» 本文:
その後、クラブで彼女と再会。クラウスはユッタに強く惹かれます。歓楽街 “レーパーバーン” は娼婦たちの元締めGMBH(ゲルト/ミーシャ/ビートル/ハリー)やフリーダ・シュルツによって仕切られていました。GMBHはエロス・センターのワンフロアを拠点とし、フリーダ・シュルツは高級売春宿 “シカゴ” を営んでいました。
娼婦ユッタの恋人になりたかったクラウスですが、売春ビジネスの仕組み上、元締めのビートルからユッタの身請けをするしかありません。芸術家志望だったクラウスは、セレブの顧客をもつアンディ・ウォーホルや「スタジオ54」に憧れていたこともあり、その上昇志向が後押しとなってザンクトパウリの元締めとして身を立てることを決意します。
ユッタはクラウスを元締めにして “シカゴ” で働くことを希望しましたが、娼婦として歳を取りすぎていることからオーナーのフリーダ・シュルツによって拒否されます。
クラウスは友人のアンディ、ベルントに声をかけ、自身のカルテルを作ることを宣言。愛を囁いてバーの同僚クラウディアを利用、女性たちを集めて売春組織ヌテラ・ギャングを拡大していきます。
主な登場人物
ヌテラ・ギャングの関係者
クラウス・バルコフスキ:芸術家志望のバーテンダー。父は死んだが母エリーカは存命。ユッタの身請けのために元締めとなる
ユッタ:クラウスが惚れ込んだ娼婦
クラウディア:クラウスが働いていたバーの経営者ルディの娘で同僚。クラウスにそそのかされて娼婦になる
アンディ・ホーン:クラウスの友人。ボクサーで短気。兄ライナーのもと魚市場で働いていたが、クラウスのカルテルの用心棒になる
ベルント・キューネ:クラウスの友人。トランスジェンダー。母のクリーニング店で働いていたが、クラウスのカルテルの経理係になる
ナディーン:クラウスの組織で働く娼婦のひとり
ビルギット・ホーン:アンディの兄ライナーの妻で好色。実益を兼ねて売春。ベニーという息子がいる
グレイス:コートジボワール出身の女性。売春組織で働くためにベルントと偽装結婚する。祖国に子どもがふたりいる
エロス・センターで売春ビジネスをしている男たち
フリーダ(ヴィルフリート)・シュルツ:高級売春宿 “シカゴ” の経営者。GMBHより格上の人物
チャイナ・フリッツ:フリーダ・シュルツの右腕。フリーダ・シュルツが逮捕された後 “シカゴ” の70%を購入
ビートル・フォーグラー:レーパーバーンで売春の元締めをしているGMBH(ゲルト/ミーシャ/ビートル/ハリー)のひとり。フリーダ・シュルツが逮捕された後にキャバレー “フラミンゴ” を購入
ゲルト・グリスマン:GMBHのひとり
ミーシャ:GMBHのひとり。同性愛者。フリーダ・シュルツが逮捕された後に彼所有のクラブを購入
ウィーナー・ペーター:フリーダ・シュルツが逮捕されたため “シカゴ” の30%を買った男
キャバレー “フラミンゴ” の関係者
マヌ・メルツァー:アーレンスブルクの保護施設で暮らしていた身寄りのない18歳くらいの女の子。母ドーリス・メルツァーを捜している。キャバレー “フラミンゴ” に拾われる
ハイケ:キャバレー “フラミンゴ” ではマヌの先輩。彼女と同室で暮らしている。売春宿 “シカゴ” に引き抜かれるが、クラウスの店で働く
イルゼ:キャバレー “フラミンゴ” の女主人。ボスは “シカゴ” のフリーダ・シュルツ
ターニャ:ショーに出ている歌手。トランスジェンダー
その他
ハンネ・クライネ:ボクシングのトレーナー。アンディを指導している
ウルフ・ハンゼン:第15警察署の警官
感想:ほどよく謎を残すヒューマンドラマ
大きなところで3点、謎が残されました。ネタバレ要素があります。読む際はご留意ください。

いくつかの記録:
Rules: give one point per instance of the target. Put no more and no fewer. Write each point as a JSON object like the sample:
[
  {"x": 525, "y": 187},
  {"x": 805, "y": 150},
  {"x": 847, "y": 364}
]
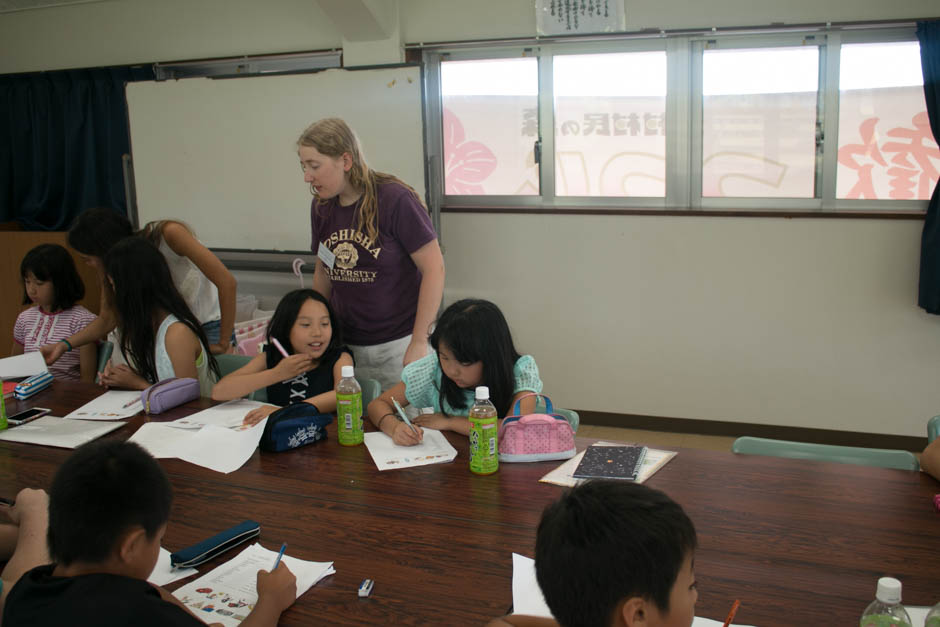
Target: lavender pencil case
[{"x": 168, "y": 394}]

» 課題内容 1: 本文のうち、「娼婦ユッタの恋人になりたかっ」で始まり「身を立てることを決意します。」で終わる部分を、一字も変えずにもう一度示してください。
» 課題内容 2: 上の記録をすべて、「lavender」を「purple」に改め、ほかは一切変えずに書き直してください。画像は回答に含めないでください。

» 出力 1:
娼婦ユッタの恋人になりたかったクラウスですが、売春ビジネスの仕組み上、元締めのビートルからユッタの身請けをするしかありません。芸術家志望だったクラウスは、セレブの顧客をもつアンディ・ウォーホルや「スタジオ54」に憧れていたこともあり、その上昇志向が後押しとなってザンクトパウリの元締めとして身を立てることを決意します。

» 出力 2:
Rules: give one point per instance of the target. Put no more and no fewer. Write each point as a JSON object like the sample:
[
  {"x": 525, "y": 187},
  {"x": 805, "y": 150},
  {"x": 847, "y": 364}
]
Target: purple pencil case
[{"x": 168, "y": 394}]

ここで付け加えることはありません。